## EXERCISE DESCRIPTION
Repeat every record exactly, but omit the images.
[[ INFORMATION SUPPLIED, beginning ]]
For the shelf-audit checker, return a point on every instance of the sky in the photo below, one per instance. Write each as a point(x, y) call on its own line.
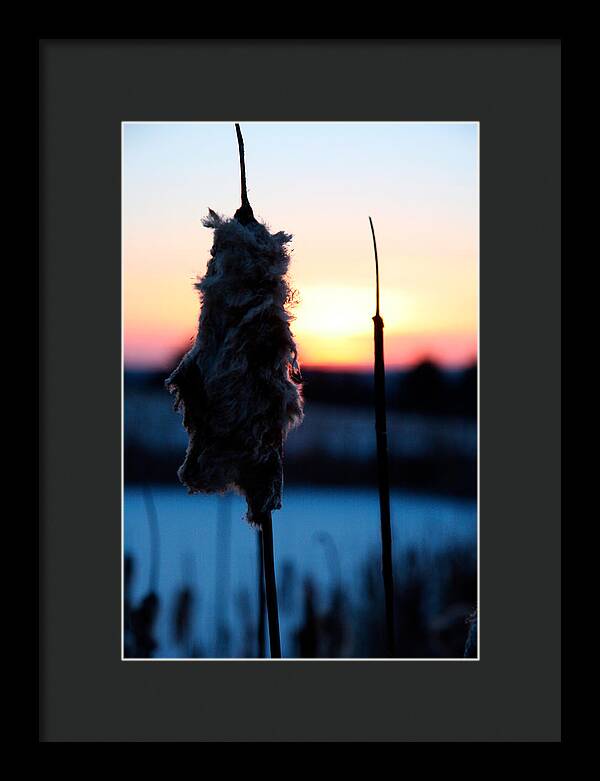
point(320, 182)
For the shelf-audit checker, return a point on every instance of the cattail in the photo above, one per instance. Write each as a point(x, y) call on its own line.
point(383, 479)
point(239, 385)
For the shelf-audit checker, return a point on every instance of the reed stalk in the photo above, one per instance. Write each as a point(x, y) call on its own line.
point(261, 598)
point(266, 535)
point(383, 479)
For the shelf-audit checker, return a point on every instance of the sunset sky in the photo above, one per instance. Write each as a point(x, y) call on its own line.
point(320, 182)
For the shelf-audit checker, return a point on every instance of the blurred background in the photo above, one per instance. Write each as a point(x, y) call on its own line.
point(191, 563)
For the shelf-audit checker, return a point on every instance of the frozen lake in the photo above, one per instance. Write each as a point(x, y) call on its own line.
point(322, 533)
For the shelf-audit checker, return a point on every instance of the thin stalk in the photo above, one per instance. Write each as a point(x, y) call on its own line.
point(261, 598)
point(383, 479)
point(266, 534)
point(244, 214)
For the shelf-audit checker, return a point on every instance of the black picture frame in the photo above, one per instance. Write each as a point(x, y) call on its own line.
point(86, 89)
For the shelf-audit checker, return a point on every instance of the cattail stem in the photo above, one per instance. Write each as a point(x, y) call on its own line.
point(266, 535)
point(383, 466)
point(240, 138)
point(261, 598)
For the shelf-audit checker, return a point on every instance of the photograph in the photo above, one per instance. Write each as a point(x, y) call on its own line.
point(300, 393)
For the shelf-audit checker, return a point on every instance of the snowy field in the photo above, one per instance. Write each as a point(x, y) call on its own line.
point(325, 534)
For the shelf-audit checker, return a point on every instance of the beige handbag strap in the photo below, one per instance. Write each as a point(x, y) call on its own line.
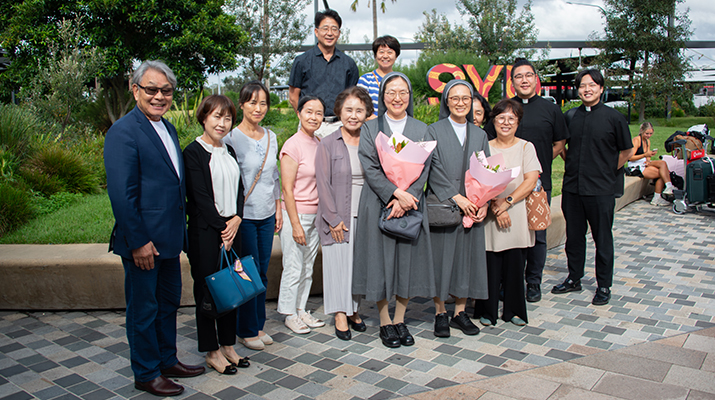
point(258, 175)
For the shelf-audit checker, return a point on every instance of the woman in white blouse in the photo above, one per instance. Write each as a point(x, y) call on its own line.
point(214, 208)
point(256, 151)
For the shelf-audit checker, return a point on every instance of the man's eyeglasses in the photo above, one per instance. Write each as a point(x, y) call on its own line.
point(457, 99)
point(393, 94)
point(326, 29)
point(153, 90)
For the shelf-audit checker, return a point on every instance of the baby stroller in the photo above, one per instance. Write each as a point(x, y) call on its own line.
point(698, 192)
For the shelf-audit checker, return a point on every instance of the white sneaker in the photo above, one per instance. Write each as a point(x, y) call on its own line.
point(296, 324)
point(659, 201)
point(310, 320)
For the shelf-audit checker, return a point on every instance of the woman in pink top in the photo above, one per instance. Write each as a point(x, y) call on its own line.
point(299, 237)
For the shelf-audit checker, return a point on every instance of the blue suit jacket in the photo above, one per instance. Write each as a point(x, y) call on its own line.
point(148, 198)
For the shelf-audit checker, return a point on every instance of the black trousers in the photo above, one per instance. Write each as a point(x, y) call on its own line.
point(505, 269)
point(579, 213)
point(536, 255)
point(204, 250)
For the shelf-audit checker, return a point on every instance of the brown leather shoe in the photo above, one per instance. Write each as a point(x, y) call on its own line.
point(181, 370)
point(160, 386)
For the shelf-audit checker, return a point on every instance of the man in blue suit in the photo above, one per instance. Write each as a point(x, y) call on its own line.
point(146, 185)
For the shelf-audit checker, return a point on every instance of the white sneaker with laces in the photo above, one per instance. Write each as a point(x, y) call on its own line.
point(310, 320)
point(296, 324)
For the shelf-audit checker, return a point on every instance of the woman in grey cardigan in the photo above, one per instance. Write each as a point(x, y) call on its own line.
point(384, 266)
point(339, 177)
point(460, 262)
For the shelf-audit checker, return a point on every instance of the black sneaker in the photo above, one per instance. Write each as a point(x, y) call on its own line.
point(533, 292)
point(603, 295)
point(461, 321)
point(389, 336)
point(441, 325)
point(405, 338)
point(568, 286)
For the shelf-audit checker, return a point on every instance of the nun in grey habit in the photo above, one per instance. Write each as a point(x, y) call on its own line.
point(384, 266)
point(459, 253)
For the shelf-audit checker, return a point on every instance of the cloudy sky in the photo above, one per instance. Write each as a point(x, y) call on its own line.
point(555, 20)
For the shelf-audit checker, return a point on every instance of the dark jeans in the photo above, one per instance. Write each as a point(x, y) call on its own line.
point(579, 213)
point(152, 297)
point(203, 255)
point(505, 269)
point(256, 240)
point(536, 255)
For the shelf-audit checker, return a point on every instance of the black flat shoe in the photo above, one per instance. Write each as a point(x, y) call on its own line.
point(602, 297)
point(357, 326)
point(405, 338)
point(568, 286)
point(441, 325)
point(343, 335)
point(389, 336)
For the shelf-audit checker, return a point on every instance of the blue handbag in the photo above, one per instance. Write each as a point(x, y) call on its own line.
point(235, 282)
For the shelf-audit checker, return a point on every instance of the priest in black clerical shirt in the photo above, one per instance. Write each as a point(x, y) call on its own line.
point(544, 126)
point(600, 144)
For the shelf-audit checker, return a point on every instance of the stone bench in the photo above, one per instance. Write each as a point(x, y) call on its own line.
point(86, 276)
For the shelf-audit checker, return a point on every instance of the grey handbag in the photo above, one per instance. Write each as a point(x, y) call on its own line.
point(406, 227)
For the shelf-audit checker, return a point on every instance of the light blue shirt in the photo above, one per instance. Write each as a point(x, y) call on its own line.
point(261, 204)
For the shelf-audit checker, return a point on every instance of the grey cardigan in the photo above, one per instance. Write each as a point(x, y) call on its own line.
point(334, 180)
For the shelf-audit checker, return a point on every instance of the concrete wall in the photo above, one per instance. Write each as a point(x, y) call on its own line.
point(86, 276)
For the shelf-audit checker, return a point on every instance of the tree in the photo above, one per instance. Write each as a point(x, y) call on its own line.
point(437, 33)
point(500, 33)
point(354, 6)
point(194, 37)
point(60, 87)
point(494, 30)
point(276, 29)
point(643, 41)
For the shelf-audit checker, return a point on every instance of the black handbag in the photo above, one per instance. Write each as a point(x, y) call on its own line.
point(446, 214)
point(406, 227)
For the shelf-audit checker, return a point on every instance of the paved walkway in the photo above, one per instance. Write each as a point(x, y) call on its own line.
point(655, 340)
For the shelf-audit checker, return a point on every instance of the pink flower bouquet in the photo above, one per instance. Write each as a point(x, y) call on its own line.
point(402, 159)
point(486, 179)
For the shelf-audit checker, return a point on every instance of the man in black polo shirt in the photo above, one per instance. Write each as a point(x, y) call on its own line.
point(600, 144)
point(323, 71)
point(544, 126)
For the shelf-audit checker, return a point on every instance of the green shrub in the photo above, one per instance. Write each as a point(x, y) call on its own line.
point(17, 128)
point(15, 206)
point(68, 167)
point(46, 205)
point(426, 113)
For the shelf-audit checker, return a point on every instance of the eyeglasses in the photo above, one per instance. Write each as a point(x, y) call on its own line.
point(326, 29)
point(527, 75)
point(153, 90)
point(457, 99)
point(510, 119)
point(393, 94)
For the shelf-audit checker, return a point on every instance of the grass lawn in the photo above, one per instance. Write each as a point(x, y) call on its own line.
point(87, 220)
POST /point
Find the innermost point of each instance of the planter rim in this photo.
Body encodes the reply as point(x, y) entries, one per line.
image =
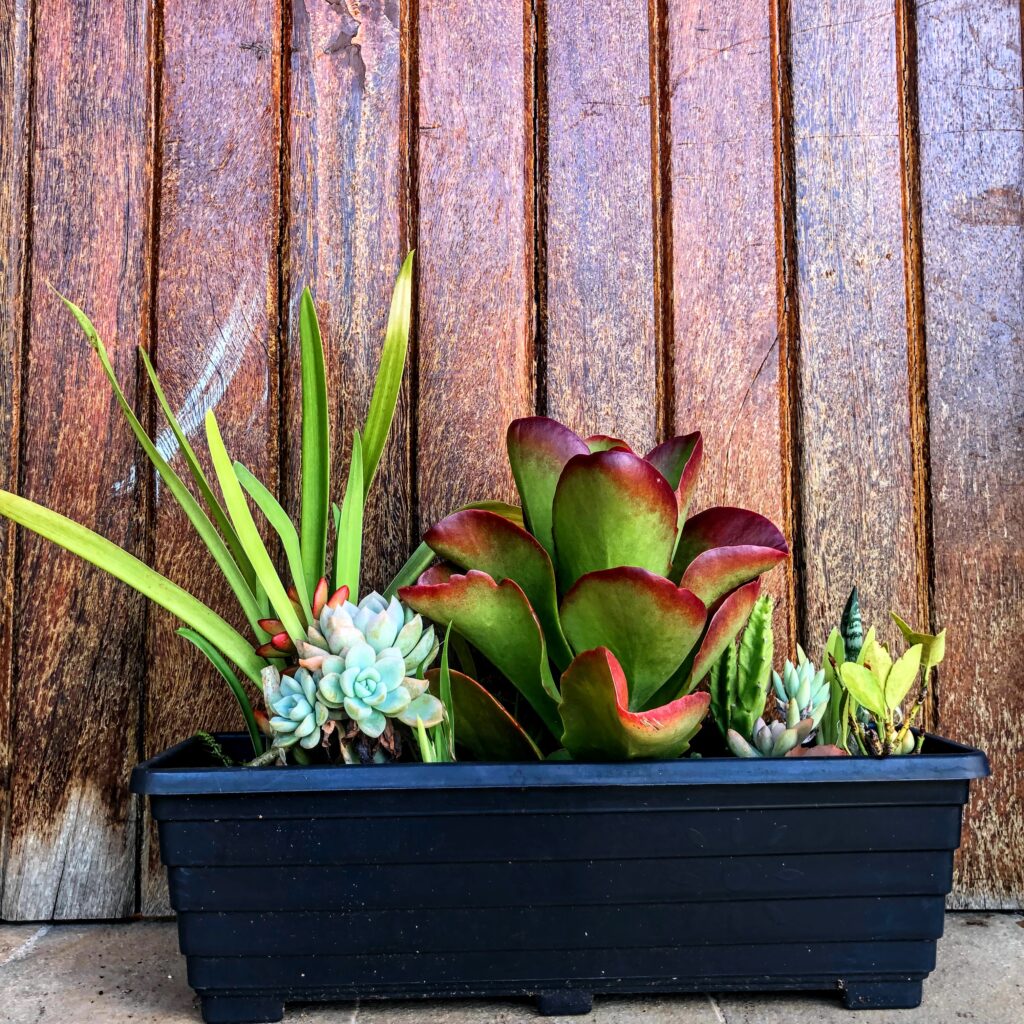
[[ INFORMATION SUPPLIED, end ]]
## ANSWER BELOW
For the shelf-audit checker, return a point on every instance of the sky in the photo below, one per instance. Write each as a point(x, y) call on its own line.
point(320, 182)
For the shelf-audit checker, return a point on every instance of the cattail in the photo above, one per instance. Write each as a point(x, y) call on its own line.
point(383, 479)
point(239, 385)
For the shelf-audit checker, return a point on every instance of the reed stalk in the photo above, one per instance. Write each as a point(x, y) call on its own line.
point(261, 598)
point(266, 535)
point(383, 479)
For the shelf-audit checker, return a point on every instance of the sunset sky in the photo above, one per instance. Write each as a point(x, y) call on its own line.
point(320, 182)
For the shelf-audit checker, return a point on every instance of the blurred background in the photo above, one per instance. Write each as a point(x, y) call on its own line.
point(191, 563)
For the shelf-audit checker, return a point on every instance of the frozen lake in the photo above, one per instance. Write each as a point(x, y) call on its own line.
point(322, 533)
For the shelf-audit checker, return a point on every instance of the thin stalk in the photo above, one per instance. Write each as a point(x, y) call on its own line.
point(261, 598)
point(383, 479)
point(266, 534)
point(244, 214)
For the shelf-audit checker, return a point on every instance of the black picture frame in the photo above, one per instance. Write each as a point(x, y) call on its own line.
point(86, 89)
For the shelf-audit checker, return a point on every instance of the cattail stem in the photo above, one per instance. Write each as a point(x, y) call on its own line.
point(266, 535)
point(383, 466)
point(240, 138)
point(261, 598)
For the shelf-audit checker, return a point on every instance of the photograph in the photo above, one per instance. Write each as a point(x, y) call on its own line.
point(300, 393)
For the shelf-audit checker, return a point on every instance of the snowy field in the photo above, one per instance. Write each as a point(x, y) call on its own line.
point(325, 534)
For the shelf-audit checker, return a point on every instance of the beige handbag strap in the photo below, one per instance. Write each as a point(x, y) call on its own line.
point(258, 175)
For the shelf-audit checker, return a point on every instance of the woman in white blouse in the photo above, one per instance. Write each as a point(x, y) call on its own line.
point(214, 208)
point(256, 151)
For the shelf-audit checker, return a point on every instance of the man's eyeglasses in the photo above, one per instance. Write each as a point(x, y) call on its own line.
point(457, 99)
point(393, 94)
point(326, 29)
point(153, 90)
For the shelf-audit checker, return a point on every instance of the baby stroller in the photo above, one per instance. Write each as a point(x, y) call on its own line.
point(698, 192)
For the shelf-audit checker, return a point on every instance of the white sneaker in the photo above, one per instance. Write each as a point(x, y) call on its own line.
point(296, 324)
point(659, 201)
point(310, 320)
For the shelf-audit checker, return a point on every instance of the woman in pink top in the photo above, one per instance. Write each as a point(x, y) call on its own line.
point(299, 237)
For the shelf-audit checker, return a point on every instance of the blue suit jacket in the photo above, one per instance. Write each as a point(x, y) call on its own line.
point(148, 198)
For the shelf-audit checker, return a point on every instance of the black trousers in the photo above, one per instance. Write each as a point(x, y) call on its own line.
point(505, 269)
point(579, 213)
point(536, 255)
point(204, 250)
For the shelf-audit checker, return a point on every instance of the brown leather shoe in the photo above, one per instance. Write each as a point(x, y) call on its own line.
point(181, 370)
point(160, 386)
For the shelf-audit checker, return a point on every instance of the man in blue suit in the photo above, one per instance. Write each as a point(x, y) call on its own line.
point(146, 185)
For the shelf-audit checker, return a point on every instance of the white sneaker with laces in the photo above, one per instance. Write each as a point(x, y) call on its own line.
point(310, 320)
point(296, 324)
For the shelf-audit checker, return a point on every instance of the woman in grey cardigan in the photo above, one per instance. Write each as a point(x, y) call on its own line.
point(384, 266)
point(339, 177)
point(460, 262)
For the shelf-audit checker, return a point on every instance of the black sneaker in the photo above, one per instance. Write each as a point(x, y) call on its own line.
point(533, 292)
point(603, 295)
point(461, 321)
point(389, 336)
point(441, 325)
point(405, 338)
point(568, 286)
For the shelf-audit checker, return a point on every instance of the nun in grey habit in the photo above, one per instance. Write each as a point(x, y) call on its own line.
point(384, 266)
point(459, 253)
For the shelf-audit checker, return a point on every instance of the cloudy sky in the photo above, one per instance. Write each as a point(x, y) call on its own line.
point(555, 20)
For the shelf-audit checker, return a point on every instance of the dark jeans in the photo above, one per instance. Write each as a point(x, y) call on its own line.
point(579, 213)
point(152, 297)
point(203, 255)
point(505, 269)
point(256, 240)
point(536, 255)
For the shelf-audit checker, return a point on every instance of the black flat shoe in the photo above, one per instance. Write each as a point(x, y) call on its own line.
point(602, 297)
point(357, 326)
point(405, 338)
point(568, 286)
point(441, 325)
point(343, 335)
point(389, 336)
For the shelf-audit checker, return a point on every instance of the blue handbag in the photo above, one per instance. Write each as a point(x, y) call on its own line.
point(235, 282)
For the shelf-audit checker, return a point on every instance of the priest in black clerical shirt in the photo above, one per instance. Write each as a point(x, y) call on its own line.
point(544, 126)
point(600, 144)
For the shelf-audit checker, return a point on every instance of the stone bench in the photo above, one per instance. Write each as a point(x, y) call on its own line.
point(86, 276)
For the shelf-audit checker, return a point on every instance of the grey handbag in the photo above, one per instance. Write each as a point(x, y) call on its own line.
point(406, 227)
For the shelf-audit checker, return a point on every instance of the light blue shirt in the photo above, one per instance. Write each as a point(x, y) call on its own line.
point(261, 204)
For the shelf-audit checker, return a point on every instance of the grey cardigan in the photo above, one per instance. Write each as a point(x, y) call on its own line.
point(334, 180)
For the shelf-audit checker, return a point on every instance of the concrete wall in the photo above, one per instance. Write each as a point(x, y) call on its own line.
point(86, 276)
For the shelf-audit checker, return a point on every instance of the tree in the photo above, one per instance. Write each as a point(x, y) call on its own line.
point(437, 33)
point(500, 33)
point(354, 6)
point(194, 37)
point(60, 87)
point(494, 30)
point(276, 29)
point(643, 41)
For the shelf-audit checker, return a point on every instance of the black handbag in the photo above, one per instance. Write each as a point(x, y) call on its own line.
point(446, 214)
point(406, 227)
For the shelf-audit checker, return a point on every instance of the paved walkway in the photo above, one per instance. Write each as a point(x, y) call on its own line.
point(655, 340)
For the shelf-audit checker, return a point on every instance of the pink flower bouquet in the photo above, one per instance. Write each as a point(x, y) call on its own line.
point(402, 159)
point(486, 179)
For the shelf-audit checker, return a point on every instance of the man in black polo shirt in the photo above, one per instance. Write each as a point(x, y) call on its own line.
point(600, 144)
point(323, 71)
point(544, 126)
For the shelf-audit checker, return a point on every instance of the green shrub in the photo above, one per instance. Write each as a point(x, y) call on its own line.
point(17, 128)
point(15, 206)
point(68, 167)
point(46, 205)
point(426, 113)
For the shelf-audit checker, return a point on every instance of the eyeglasses in the photo above, one per instance. Write each as a point(x, y) call on its own line.
point(326, 29)
point(527, 75)
point(153, 90)
point(457, 99)
point(510, 119)
point(393, 94)
For the shelf-audit checker, return a point on every instance of the grass lawn in the photo above, one per instance. Write each as a point(x, y) call on its own line.
point(87, 220)
POST /point
Find the innermost point of each instance of the planter rim in this photo.
Body encodes the reply as point(x, y) entries, one per line.
image =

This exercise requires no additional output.